**Raw records**
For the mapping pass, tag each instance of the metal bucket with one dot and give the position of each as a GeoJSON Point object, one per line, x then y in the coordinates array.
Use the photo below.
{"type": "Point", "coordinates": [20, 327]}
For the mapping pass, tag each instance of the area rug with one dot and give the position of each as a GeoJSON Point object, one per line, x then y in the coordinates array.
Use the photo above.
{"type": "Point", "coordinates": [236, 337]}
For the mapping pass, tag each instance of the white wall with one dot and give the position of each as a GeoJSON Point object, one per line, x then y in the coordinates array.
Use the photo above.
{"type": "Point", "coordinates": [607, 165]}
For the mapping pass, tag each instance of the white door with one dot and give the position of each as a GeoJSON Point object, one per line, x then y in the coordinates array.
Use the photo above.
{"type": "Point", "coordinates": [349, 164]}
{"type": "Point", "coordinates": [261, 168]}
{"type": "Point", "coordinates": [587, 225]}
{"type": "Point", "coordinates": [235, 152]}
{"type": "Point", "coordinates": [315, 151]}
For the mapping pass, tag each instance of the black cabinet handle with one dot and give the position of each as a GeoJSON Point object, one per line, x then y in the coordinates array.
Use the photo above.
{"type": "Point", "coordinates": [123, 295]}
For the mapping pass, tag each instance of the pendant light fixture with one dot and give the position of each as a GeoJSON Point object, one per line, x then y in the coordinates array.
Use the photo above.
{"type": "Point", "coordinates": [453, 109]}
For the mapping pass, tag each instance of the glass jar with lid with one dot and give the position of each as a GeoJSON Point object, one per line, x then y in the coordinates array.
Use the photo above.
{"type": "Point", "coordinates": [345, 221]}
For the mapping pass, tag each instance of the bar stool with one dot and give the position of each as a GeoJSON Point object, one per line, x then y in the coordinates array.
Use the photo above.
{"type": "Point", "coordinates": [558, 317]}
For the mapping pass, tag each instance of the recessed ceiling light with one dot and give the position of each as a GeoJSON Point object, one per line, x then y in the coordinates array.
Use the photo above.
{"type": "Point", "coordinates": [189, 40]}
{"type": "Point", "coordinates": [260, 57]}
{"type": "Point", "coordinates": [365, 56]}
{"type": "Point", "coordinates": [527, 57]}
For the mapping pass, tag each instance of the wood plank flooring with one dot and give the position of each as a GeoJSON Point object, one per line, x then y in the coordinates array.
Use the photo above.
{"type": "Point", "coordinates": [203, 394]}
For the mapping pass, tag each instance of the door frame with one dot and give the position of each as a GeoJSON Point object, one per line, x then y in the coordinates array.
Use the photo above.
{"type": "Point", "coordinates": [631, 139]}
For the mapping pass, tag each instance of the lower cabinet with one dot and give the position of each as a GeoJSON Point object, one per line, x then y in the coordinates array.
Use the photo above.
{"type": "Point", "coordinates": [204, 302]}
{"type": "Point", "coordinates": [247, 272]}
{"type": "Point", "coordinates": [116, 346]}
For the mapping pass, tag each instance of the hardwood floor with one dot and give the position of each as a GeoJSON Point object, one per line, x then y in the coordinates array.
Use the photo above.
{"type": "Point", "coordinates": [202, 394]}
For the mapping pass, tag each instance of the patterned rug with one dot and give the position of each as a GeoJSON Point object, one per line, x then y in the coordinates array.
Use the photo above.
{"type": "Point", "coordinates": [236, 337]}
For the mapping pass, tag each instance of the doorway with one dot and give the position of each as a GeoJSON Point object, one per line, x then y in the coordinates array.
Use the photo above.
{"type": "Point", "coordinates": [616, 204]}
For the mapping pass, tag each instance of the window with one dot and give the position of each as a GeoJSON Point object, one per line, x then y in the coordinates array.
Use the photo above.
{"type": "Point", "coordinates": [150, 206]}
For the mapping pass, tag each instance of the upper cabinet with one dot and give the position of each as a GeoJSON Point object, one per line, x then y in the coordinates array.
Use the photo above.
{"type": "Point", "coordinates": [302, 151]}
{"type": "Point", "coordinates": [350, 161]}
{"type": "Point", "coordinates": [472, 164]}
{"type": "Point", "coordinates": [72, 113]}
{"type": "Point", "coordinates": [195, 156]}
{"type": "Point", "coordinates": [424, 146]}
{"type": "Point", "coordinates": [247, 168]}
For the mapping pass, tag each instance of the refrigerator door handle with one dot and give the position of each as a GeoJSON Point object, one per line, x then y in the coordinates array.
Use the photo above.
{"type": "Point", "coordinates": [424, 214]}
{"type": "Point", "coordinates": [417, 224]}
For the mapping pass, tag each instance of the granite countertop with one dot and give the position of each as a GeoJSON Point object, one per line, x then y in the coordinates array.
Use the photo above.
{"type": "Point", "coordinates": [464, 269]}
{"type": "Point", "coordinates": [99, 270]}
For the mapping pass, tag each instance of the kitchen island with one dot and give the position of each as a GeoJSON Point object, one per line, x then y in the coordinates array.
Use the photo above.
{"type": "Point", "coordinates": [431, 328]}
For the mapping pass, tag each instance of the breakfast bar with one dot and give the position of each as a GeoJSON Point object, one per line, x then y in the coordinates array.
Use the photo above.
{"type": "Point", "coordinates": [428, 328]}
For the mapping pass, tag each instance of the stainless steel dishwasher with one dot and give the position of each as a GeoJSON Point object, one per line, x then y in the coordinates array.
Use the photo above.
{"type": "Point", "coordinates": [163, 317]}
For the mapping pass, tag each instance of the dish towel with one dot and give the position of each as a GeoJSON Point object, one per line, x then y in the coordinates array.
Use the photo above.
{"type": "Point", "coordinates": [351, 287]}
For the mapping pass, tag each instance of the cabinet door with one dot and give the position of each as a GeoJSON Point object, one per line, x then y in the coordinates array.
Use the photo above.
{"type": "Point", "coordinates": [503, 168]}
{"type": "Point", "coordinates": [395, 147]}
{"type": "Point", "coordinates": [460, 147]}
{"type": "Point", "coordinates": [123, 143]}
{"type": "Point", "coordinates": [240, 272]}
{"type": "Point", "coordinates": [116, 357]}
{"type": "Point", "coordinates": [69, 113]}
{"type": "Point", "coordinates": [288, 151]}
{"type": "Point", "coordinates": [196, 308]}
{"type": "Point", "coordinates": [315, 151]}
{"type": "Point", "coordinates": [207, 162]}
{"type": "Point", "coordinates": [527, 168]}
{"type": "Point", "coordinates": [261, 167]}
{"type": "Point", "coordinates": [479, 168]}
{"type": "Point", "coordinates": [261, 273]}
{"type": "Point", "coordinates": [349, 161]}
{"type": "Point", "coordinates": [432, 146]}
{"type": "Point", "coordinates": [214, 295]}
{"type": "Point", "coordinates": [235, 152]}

**Goal**
Extract all of the data above and output it character for character.

**Written answer**
For the mapping pass, tag each instance of the metal bucket with one dot and give the position of each as a GeoJSON Point object, one per line, x then y in the coordinates array.
Use the photo below.
{"type": "Point", "coordinates": [20, 327]}
For the mapping pass, tag each instance of the area rug with one dot and give the position of each as a GeoJSON Point object, one per line, x then y in the coordinates array.
Use the photo above.
{"type": "Point", "coordinates": [236, 337]}
For the mapping pass, tag each instance of the white wall with one dot and give the position of each as a GeoJSON Point object, one per line, x then y in the coordinates array.
Use the photo above.
{"type": "Point", "coordinates": [607, 165]}
For the mapping pass, tag each instance of the white door with one dot and give the position of each as a GeoJSON Point object, one per line, x then y in the coordinates array.
Use the photo above.
{"type": "Point", "coordinates": [349, 164]}
{"type": "Point", "coordinates": [261, 168]}
{"type": "Point", "coordinates": [587, 225]}
{"type": "Point", "coordinates": [235, 152]}
{"type": "Point", "coordinates": [315, 151]}
For the mapping pass, tag each instance of the black cabinet handle with one dot and give the position of each as a GeoJSON Point object, one per line, x then y in the coordinates array.
Use the photo above.
{"type": "Point", "coordinates": [123, 295]}
For the mapping pass, tag each instance of the pendant light fixture with one dot and give the position of each as a GeoJSON Point object, one per line, x then y in the coordinates array.
Use the photo above.
{"type": "Point", "coordinates": [453, 109]}
For the mapping pass, tag each instance of the glass jar with lid with one dot and give the position of each as a GeoJSON Point object, one per line, x then y in the coordinates array.
Use the photo above.
{"type": "Point", "coordinates": [345, 221]}
For the mapping pass, tag each instance of the bar stool with one dot and give the position of each as a GeoJSON Point object, one per line, x then y in the coordinates array.
Use the photo above.
{"type": "Point", "coordinates": [558, 317]}
For the mapping pass, tag each instance of the recessed ceiling light with one dot and give the position of each as a GeoJSON Point object, one per line, x then y in the coordinates array.
Use the photo above.
{"type": "Point", "coordinates": [189, 40]}
{"type": "Point", "coordinates": [260, 57]}
{"type": "Point", "coordinates": [365, 56]}
{"type": "Point", "coordinates": [527, 57]}
For the mapping pass, tag each instance of the wood plank flooring with one dot and give the position of each as a GeoJSON Point object, one per line, x then y in the coordinates array.
Use the photo above.
{"type": "Point", "coordinates": [203, 394]}
For the mapping pass, tag each instance of the door frame with one dot and give the position of each as a GeoJSON Point object, one per line, x then y in the coordinates array.
Use the photo above.
{"type": "Point", "coordinates": [631, 139]}
For the mapping pass, tag each instance of the lower cabinet with one dot and give the position of each as a GeoJSON Point object, one per line, x then y in the coordinates array.
Use the photo above.
{"type": "Point", "coordinates": [204, 302]}
{"type": "Point", "coordinates": [247, 272]}
{"type": "Point", "coordinates": [116, 346]}
For the mapping pass, tag each instance of the hardwood floor with one dot and give the position of each as a GeoJSON Point object, one per line, x then y in the coordinates array.
Use the photo above.
{"type": "Point", "coordinates": [202, 394]}
For the mapping pass, tag each instance of the patterned rug with one dot and give the position of each as a GeoJSON Point object, one per line, x then y in the coordinates array.
Use the photo above.
{"type": "Point", "coordinates": [236, 337]}
For the mapping pass, tag each instance of the doorway with one dot and give the position of each as a GeoJSON Point object, one per line, x then y in the coordinates array.
Use the photo above.
{"type": "Point", "coordinates": [616, 204]}
For the mapping pass, tag each instance of the window with one dot and give the position of each as a GeoJSON Point object, one per line, x then y in the coordinates array.
Use the photo above.
{"type": "Point", "coordinates": [150, 206]}
For the mapping pass, tag each instance of the upper cabinet with one dot and give the position of each as a GeoJSON Point object, one per line, x then y in the coordinates array.
Use the photo above.
{"type": "Point", "coordinates": [302, 151]}
{"type": "Point", "coordinates": [350, 161]}
{"type": "Point", "coordinates": [472, 164]}
{"type": "Point", "coordinates": [72, 113]}
{"type": "Point", "coordinates": [195, 156]}
{"type": "Point", "coordinates": [424, 146]}
{"type": "Point", "coordinates": [247, 168]}
For the mapping pass, tag each instance of the refrigerator door handle with one dot and give the position of each as a GeoJSON Point object, one per line, x then y in the coordinates array.
Use the photo above.
{"type": "Point", "coordinates": [424, 214]}
{"type": "Point", "coordinates": [417, 224]}
For the mapping pass, tag each instance of the granite countertop with one dot and give the position of each as a GeoJSON Point object, one per line, x then y in the coordinates array.
Use the photo above.
{"type": "Point", "coordinates": [464, 269]}
{"type": "Point", "coordinates": [99, 270]}
For the mapping pass, tag each instance of the kitchen island with one dot and give the position of each as a GeoJSON Point object, one per line, x then y in the coordinates array.
Use the photo above.
{"type": "Point", "coordinates": [431, 328]}
For the mapping pass, tag each instance of the breakfast bar with one dot and give the position of each as a GeoJSON Point object, one per line, x then y in the coordinates array.
Use the photo above.
{"type": "Point", "coordinates": [428, 328]}
For the mapping pass, tag each instance of the stainless steel dishwasher with one dot and give the position of each as a GeoJSON Point object, one per line, x then y in the coordinates array.
Use the photo above.
{"type": "Point", "coordinates": [163, 317]}
For the mapping pass, tag each instance of the dish towel with one dot and give the position of each as a GeoJSON Point object, one per line, x then y in the coordinates array.
Use the photo above.
{"type": "Point", "coordinates": [351, 287]}
For the mapping pass, tag each instance of the cabinet door with one dot and give the position of each as a GeoJSON Point object, one per line, x then y in the coordinates array.
Use the photo above.
{"type": "Point", "coordinates": [503, 168]}
{"type": "Point", "coordinates": [395, 147]}
{"type": "Point", "coordinates": [460, 147]}
{"type": "Point", "coordinates": [123, 143]}
{"type": "Point", "coordinates": [240, 272]}
{"type": "Point", "coordinates": [116, 357]}
{"type": "Point", "coordinates": [69, 113]}
{"type": "Point", "coordinates": [288, 151]}
{"type": "Point", "coordinates": [196, 308]}
{"type": "Point", "coordinates": [315, 151]}
{"type": "Point", "coordinates": [207, 162]}
{"type": "Point", "coordinates": [527, 168]}
{"type": "Point", "coordinates": [261, 167]}
{"type": "Point", "coordinates": [479, 168]}
{"type": "Point", "coordinates": [261, 273]}
{"type": "Point", "coordinates": [349, 161]}
{"type": "Point", "coordinates": [432, 146]}
{"type": "Point", "coordinates": [214, 295]}
{"type": "Point", "coordinates": [235, 152]}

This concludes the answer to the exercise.